PROBLEM SET:
1. In one to three sentences, explain why the text on GIS architecture and InfoShop.SA below says CORBA IDL is used to define the interfaces to its business objects.
2. Pick up the text on GIS architecture and InfoShop.SA below after its final sentence and keep writing it.

With this model, interfaces are distinct from server implementations as there may be many instantiations of servers implementing the same interface. This can be a powerful tool to make the overall system more generic. To aid genericy, meta-information services (e.g. Naming, Trading & Directory services) can be used so that clients are able to locate and access an appropriate server for their needs.

GIS Architecture

Spatial data holds some challenges in implementing a multi-tier architecture. GIS products have traditionally had a monolithic architecture, with presentation, business logic, and data storage all in the one program. A number of different proprietary data storage formats have arisen. Special spatial indexing is required for the storage and efficient  retrieval of spatial data. GIS and database companies are now delivering products that allow for the storage and retrieval of spatial data to be separated from the business logic and presentation tiers. Given this, separating the business logic from the presentation of spatial data is then the next logical architectural step.

Most GIS models tend to implement an abstraction commonly known as  layers, themes, or coverages which contain geometric entities and their textual (or numeric) attributes. Integration with other textual information sources is achieved through ODBC and SQL based connections to relational databases. However, the majority of information systems throughout the world are not in relational databases and are not SQL compliant.

For the Internet deployment of spatial information systems, a map image server which takes vector data and delivers raster images to a web browser is sometimes used. The map image server may be a full GIS product and respond to mouse clicks on the image. With this architecture, the presentation is effectively split between the web browser and the GIS product, similar to X-Windows. The GIS product still contains much of the presentation logic as well as all the business logic for the spatial data.
 
The InfoShop.SA architecture is specifically designed to allow for the separation of the data access, business, and presentation logic layers, with well defined and open interfaces incorporating spatial, textual and image information.

InfoShop.SA: A Framework for an Online Integrated Enquiry System

The InfoShop.SA mission is to define an application framework for the enquiry and delivery of integrated information from various custodians in a scalable, secure, and accountable manner: Fundamental use is made of the Object Management Group's (OMG) Common Object Request Broker Architecture (CORBA). The information services are provided through CORBA distributed objects. These objects encapsulate business logic. They may retrieve data in various ways: Whatever the source of data, the goal is to create publishable interfaces to business level objects, hence, CORBA IDL (Interface Definition Language) is used to define the interfaces to these objects. Other defined CORBA standard services can be used for meta-information services, to help in selecting an appropriate object.

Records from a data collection
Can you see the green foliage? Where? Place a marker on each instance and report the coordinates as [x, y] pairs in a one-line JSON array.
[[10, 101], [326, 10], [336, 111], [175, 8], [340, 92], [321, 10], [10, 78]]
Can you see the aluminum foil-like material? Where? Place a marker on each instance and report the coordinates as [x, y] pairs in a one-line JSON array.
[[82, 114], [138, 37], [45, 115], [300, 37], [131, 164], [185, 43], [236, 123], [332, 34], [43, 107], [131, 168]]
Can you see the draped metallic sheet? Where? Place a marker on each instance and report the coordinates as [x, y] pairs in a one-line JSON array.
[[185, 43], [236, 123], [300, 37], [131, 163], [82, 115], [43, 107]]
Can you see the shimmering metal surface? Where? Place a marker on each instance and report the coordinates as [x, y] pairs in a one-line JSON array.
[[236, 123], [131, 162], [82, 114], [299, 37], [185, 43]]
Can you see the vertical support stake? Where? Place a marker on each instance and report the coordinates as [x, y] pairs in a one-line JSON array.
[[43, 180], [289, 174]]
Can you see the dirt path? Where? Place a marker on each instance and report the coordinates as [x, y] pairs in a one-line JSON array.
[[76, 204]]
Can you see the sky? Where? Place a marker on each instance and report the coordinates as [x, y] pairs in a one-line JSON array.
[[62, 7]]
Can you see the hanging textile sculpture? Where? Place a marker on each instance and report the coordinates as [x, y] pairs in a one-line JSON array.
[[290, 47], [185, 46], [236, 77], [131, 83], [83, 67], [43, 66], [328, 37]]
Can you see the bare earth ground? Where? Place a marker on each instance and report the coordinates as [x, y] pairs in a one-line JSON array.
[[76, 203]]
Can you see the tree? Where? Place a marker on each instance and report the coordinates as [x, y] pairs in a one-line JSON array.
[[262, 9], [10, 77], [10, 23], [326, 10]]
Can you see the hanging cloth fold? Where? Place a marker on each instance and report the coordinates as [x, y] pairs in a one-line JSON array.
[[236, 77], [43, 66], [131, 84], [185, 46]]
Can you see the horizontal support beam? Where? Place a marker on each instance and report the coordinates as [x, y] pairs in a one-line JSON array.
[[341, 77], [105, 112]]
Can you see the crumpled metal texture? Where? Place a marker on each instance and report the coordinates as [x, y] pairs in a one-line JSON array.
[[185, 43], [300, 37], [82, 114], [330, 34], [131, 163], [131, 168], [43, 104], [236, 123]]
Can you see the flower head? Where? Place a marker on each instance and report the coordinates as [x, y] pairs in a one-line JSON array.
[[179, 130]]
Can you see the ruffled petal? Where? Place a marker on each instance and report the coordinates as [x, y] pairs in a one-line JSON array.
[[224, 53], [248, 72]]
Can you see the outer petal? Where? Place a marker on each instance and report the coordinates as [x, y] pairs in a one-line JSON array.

WRITTEN RESPONSES:
1. InfoShop.SA aims to create publishable interfaces to business-level objects, whatever source those objects draw their data from. For that reason, CORBA IDL (Interface Definition Language) is used to define the interfaces to these objects.

2.
 
The clients bind to objects and execute their methods by means of an Object Request Broker (ORB), which is effectively distributed object middleware. Many ORB products are available from numerous vendors. Communication with objects is achieved via the Internet Inter-ORB Protocol (IIOP) which constitutes the low level wire protocol. Interoperation between products and vendors is achieved through use of this standard.

The differing requirements of maintenance (update) and delivery of information means that sometimes it is preferable to split these into two different systems. The business requirements for DCDB maintenance require the full spatial topology (relationships between constituent polygons, lines, and nodes) be stored within a relational database. For delivery of spatial information, a non-topological storage schema (SDE) has been used in order to optimise for query and retrieval speed. Regular transactional updates (currently nightly) from the maintenance database to the delivery database ensure that the information remains current and complete.

Security is an issue for all systems and Internet deployment only heightens the requirements.  Security must be instituted at a number of levels. Network firewalls are used to protect the production host network from the rest of the government network as well as from the Internet. As part of the firewall, the bastion host is the only access point. It runs the Web Servers and Application Proxies to which the clients connect. The clients cannot connect directly to the back-end production hosts.

Additional utility servers are used for user authentication and authorisation, and to log and process usage accounting information. Information on chargeable activities are required to be fed into the Departmental Revenue system.

The security features are expected  to benefit from the incorporation of the CORBA security service standard, as products become available. Standards for credit card and other electronic payments systems are expected also to be incorporated.

Client Architecture

Many client applications can be implemented to make use of the backend information services. A client application writer will make use of the published IDL-defined interfaces. The interfaces are not language specific. The applications may be written in any language for which an ORB vendor supplies a mapping. Additionally CORBA/COM bridges may be used to extend access to Microsoft COM applications.

The main target platform for applications today is the web browser. This platform provides for easy deployment of static and dynamic pages of information. However, HTML and webserver based applications (e.g. a map image server using CGI, NSAPI, or ISAPI) are limited in their ability to provide the responsive dynamic graphic user interfaces (GUI) required for spatial information. An object oriented GUI is needed to provide the dynamic ability to select and highlight individual spatial objects (points, lines, polygons) and then query them for additional information. In contrast, a map image server cannot achieve the required responsiveness and interactivity, as user interaction with the map image (e.g. a mouse click to highlight a polygon, or to pan or zoom) requires a new map image to be generated by the map image server and delivered by the web server.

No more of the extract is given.